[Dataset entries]

□ □ □ □

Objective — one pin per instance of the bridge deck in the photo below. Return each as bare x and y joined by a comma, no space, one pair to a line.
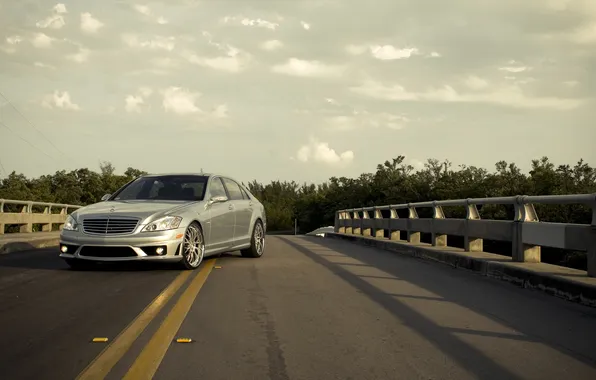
311,308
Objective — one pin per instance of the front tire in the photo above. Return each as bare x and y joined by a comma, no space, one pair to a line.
193,247
257,242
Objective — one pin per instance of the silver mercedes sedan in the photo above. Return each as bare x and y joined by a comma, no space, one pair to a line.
171,217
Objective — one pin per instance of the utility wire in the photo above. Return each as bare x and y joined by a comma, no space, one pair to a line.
3,170
31,124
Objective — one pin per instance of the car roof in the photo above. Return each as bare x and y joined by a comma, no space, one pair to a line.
190,173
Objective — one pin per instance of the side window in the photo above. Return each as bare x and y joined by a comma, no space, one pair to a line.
233,189
216,188
245,194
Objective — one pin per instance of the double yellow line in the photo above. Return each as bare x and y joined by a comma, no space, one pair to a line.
153,353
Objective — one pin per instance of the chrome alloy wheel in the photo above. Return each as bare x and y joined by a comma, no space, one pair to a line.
259,238
194,246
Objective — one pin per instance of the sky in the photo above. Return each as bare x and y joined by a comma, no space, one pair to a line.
294,90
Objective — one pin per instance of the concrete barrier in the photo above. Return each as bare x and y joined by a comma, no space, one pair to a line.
567,283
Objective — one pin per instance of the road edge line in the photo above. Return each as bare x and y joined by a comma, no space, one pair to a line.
151,356
103,363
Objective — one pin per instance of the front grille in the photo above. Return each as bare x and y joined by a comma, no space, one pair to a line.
109,226
91,251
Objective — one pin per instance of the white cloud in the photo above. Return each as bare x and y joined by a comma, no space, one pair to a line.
515,67
42,40
303,68
54,21
89,24
145,10
221,111
271,45
180,101
59,99
388,52
234,60
81,56
365,119
382,52
258,22
43,65
505,95
356,49
154,43
320,152
476,83
13,40
60,8
133,103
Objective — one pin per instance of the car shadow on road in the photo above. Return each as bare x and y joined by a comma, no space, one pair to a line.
48,259
444,338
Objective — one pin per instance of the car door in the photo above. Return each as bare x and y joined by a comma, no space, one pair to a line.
221,218
243,211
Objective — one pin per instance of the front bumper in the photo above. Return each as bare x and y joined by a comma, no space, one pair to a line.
145,246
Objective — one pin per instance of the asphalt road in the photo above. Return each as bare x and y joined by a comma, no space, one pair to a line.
308,309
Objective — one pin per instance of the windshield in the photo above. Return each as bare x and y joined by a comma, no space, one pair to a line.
170,187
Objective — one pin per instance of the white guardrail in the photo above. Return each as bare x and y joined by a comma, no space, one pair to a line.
525,231
27,216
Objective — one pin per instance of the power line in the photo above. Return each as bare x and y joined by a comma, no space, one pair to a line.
3,170
31,124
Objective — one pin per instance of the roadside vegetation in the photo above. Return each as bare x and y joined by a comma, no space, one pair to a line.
393,182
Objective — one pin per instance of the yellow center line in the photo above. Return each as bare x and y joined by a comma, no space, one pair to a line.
153,353
107,359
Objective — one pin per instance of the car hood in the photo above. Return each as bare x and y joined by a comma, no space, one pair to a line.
135,208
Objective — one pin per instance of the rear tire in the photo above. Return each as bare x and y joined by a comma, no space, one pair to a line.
193,247
257,242
76,264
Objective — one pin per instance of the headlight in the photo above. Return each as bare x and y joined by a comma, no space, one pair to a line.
162,224
70,224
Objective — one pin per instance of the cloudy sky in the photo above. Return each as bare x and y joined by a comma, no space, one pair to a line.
294,89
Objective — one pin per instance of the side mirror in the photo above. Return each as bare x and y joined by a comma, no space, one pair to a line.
217,199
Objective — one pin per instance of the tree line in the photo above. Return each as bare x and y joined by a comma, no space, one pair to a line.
393,182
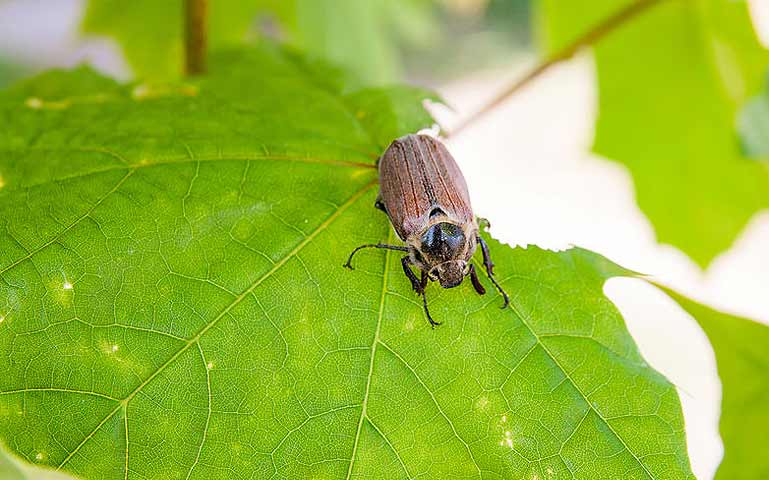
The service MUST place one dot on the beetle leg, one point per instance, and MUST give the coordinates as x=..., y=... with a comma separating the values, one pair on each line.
x=490, y=269
x=380, y=205
x=476, y=283
x=374, y=245
x=406, y=261
x=433, y=323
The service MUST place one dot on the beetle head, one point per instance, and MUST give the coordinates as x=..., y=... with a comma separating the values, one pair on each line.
x=450, y=274
x=443, y=249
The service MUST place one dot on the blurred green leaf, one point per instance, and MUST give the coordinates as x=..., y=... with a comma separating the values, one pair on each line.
x=669, y=85
x=174, y=305
x=753, y=126
x=362, y=36
x=742, y=355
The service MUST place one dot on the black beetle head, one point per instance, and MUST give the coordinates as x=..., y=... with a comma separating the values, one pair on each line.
x=450, y=274
x=443, y=242
x=443, y=249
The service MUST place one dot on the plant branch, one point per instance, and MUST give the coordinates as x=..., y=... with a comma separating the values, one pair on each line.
x=195, y=16
x=591, y=37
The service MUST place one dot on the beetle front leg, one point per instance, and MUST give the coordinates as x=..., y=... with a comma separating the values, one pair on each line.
x=490, y=269
x=476, y=283
x=433, y=323
x=348, y=264
x=415, y=284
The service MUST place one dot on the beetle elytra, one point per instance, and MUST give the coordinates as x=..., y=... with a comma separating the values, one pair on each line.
x=424, y=194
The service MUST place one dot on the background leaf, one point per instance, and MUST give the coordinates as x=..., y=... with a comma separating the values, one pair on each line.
x=669, y=84
x=364, y=36
x=753, y=126
x=742, y=354
x=13, y=469
x=174, y=305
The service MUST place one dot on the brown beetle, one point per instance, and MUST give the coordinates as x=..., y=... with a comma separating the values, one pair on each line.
x=423, y=192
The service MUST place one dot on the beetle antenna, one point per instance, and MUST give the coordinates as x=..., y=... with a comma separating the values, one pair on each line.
x=374, y=245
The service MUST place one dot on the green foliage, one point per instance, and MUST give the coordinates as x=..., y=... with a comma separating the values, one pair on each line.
x=742, y=354
x=13, y=469
x=669, y=85
x=174, y=303
x=363, y=36
x=753, y=126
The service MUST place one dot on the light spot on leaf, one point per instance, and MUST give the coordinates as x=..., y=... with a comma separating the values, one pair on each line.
x=34, y=102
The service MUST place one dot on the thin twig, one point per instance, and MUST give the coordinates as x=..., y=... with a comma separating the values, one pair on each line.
x=591, y=37
x=195, y=14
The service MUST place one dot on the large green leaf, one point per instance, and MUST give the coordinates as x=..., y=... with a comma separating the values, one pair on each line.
x=670, y=82
x=174, y=305
x=363, y=36
x=742, y=355
x=753, y=125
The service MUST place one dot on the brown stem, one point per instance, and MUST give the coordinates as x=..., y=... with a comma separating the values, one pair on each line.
x=591, y=37
x=195, y=16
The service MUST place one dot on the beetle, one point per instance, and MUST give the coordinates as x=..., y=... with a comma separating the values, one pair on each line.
x=424, y=194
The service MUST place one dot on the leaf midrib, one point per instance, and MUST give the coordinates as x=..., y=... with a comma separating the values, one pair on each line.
x=124, y=402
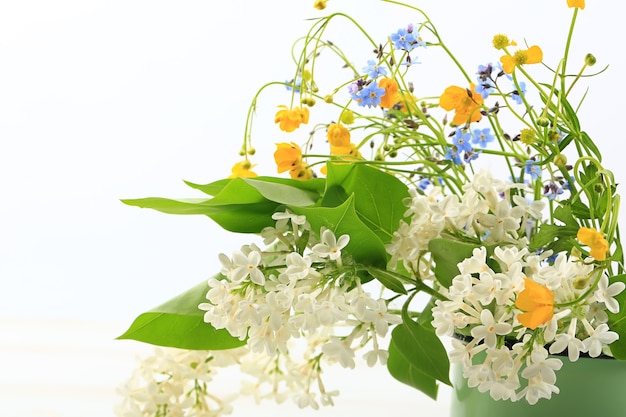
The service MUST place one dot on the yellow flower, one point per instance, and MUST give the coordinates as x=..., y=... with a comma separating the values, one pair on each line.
x=466, y=105
x=347, y=117
x=576, y=3
x=242, y=169
x=391, y=96
x=290, y=119
x=320, y=4
x=598, y=245
x=538, y=303
x=338, y=135
x=288, y=156
x=532, y=55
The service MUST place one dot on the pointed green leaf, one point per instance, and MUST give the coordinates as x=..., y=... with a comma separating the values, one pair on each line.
x=422, y=349
x=389, y=279
x=365, y=247
x=402, y=370
x=180, y=323
x=447, y=254
x=378, y=196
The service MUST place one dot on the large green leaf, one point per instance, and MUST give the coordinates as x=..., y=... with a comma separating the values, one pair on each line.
x=447, y=254
x=179, y=323
x=365, y=246
x=314, y=186
x=241, y=218
x=417, y=357
x=378, y=196
x=402, y=370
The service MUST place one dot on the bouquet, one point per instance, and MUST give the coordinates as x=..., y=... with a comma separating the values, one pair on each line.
x=479, y=215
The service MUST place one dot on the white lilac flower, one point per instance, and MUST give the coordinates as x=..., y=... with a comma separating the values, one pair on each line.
x=568, y=341
x=330, y=247
x=606, y=293
x=598, y=338
x=501, y=221
x=247, y=265
x=336, y=349
x=489, y=329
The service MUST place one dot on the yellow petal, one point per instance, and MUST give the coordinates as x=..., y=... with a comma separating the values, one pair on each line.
x=576, y=3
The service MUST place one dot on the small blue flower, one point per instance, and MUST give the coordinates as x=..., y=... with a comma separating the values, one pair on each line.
x=370, y=95
x=374, y=70
x=461, y=141
x=406, y=39
x=453, y=155
x=517, y=94
x=482, y=137
x=294, y=84
x=552, y=190
x=531, y=168
x=485, y=84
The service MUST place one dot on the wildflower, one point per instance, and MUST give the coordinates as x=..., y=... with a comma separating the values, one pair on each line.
x=373, y=69
x=482, y=137
x=347, y=117
x=391, y=96
x=532, y=55
x=370, y=95
x=598, y=245
x=576, y=3
x=320, y=4
x=518, y=94
x=243, y=169
x=338, y=135
x=537, y=302
x=290, y=119
x=502, y=41
x=288, y=156
x=465, y=104
x=531, y=168
x=405, y=39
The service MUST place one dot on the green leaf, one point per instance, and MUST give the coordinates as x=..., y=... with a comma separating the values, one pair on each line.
x=417, y=357
x=447, y=254
x=617, y=322
x=365, y=247
x=389, y=279
x=402, y=370
x=314, y=186
x=180, y=323
x=378, y=196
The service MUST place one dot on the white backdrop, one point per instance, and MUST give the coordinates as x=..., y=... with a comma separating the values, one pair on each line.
x=102, y=100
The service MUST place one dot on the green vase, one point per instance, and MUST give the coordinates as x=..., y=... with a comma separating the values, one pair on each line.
x=588, y=387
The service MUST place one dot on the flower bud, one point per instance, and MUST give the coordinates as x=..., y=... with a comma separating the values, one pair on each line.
x=560, y=160
x=543, y=122
x=590, y=60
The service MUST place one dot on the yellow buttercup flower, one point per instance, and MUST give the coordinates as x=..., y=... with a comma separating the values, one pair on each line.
x=466, y=105
x=532, y=55
x=576, y=3
x=290, y=119
x=598, y=245
x=338, y=135
x=537, y=302
x=391, y=96
x=243, y=169
x=288, y=156
x=320, y=4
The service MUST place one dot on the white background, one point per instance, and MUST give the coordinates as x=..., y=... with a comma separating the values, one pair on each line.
x=103, y=100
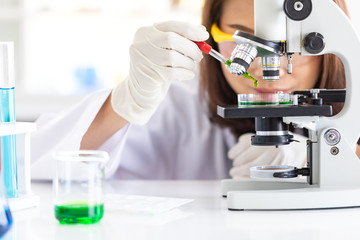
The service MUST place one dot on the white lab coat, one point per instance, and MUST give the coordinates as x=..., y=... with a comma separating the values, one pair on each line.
x=179, y=141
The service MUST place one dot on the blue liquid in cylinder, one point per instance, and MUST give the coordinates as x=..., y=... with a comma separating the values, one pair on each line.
x=8, y=143
x=5, y=221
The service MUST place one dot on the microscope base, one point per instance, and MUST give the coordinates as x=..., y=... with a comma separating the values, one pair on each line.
x=275, y=195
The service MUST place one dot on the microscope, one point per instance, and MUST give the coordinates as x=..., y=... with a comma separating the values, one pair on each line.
x=332, y=173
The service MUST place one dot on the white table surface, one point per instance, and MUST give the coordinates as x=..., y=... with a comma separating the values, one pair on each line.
x=205, y=218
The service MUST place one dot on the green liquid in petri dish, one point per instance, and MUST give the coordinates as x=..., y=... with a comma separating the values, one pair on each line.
x=262, y=103
x=79, y=212
x=247, y=74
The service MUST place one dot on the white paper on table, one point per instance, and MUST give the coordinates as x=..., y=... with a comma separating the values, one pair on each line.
x=143, y=204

□ □ □ □

Please write out only the lines from the one containing "The service MUST place one dot on the green liquid" to the end of the records above, exactly, both ends included.

The service MUST place one dot on the green liquid in petri dish, one point per instance, and MUST give the coordinates as x=..., y=... with a comma separating the values, one pair on each line.
x=262, y=103
x=79, y=212
x=247, y=74
The service MUST place one dot on the white paper on table, one point per instance, and MUST give the coordinates as x=..., y=... with a comma separating the values, one pair on each line.
x=143, y=204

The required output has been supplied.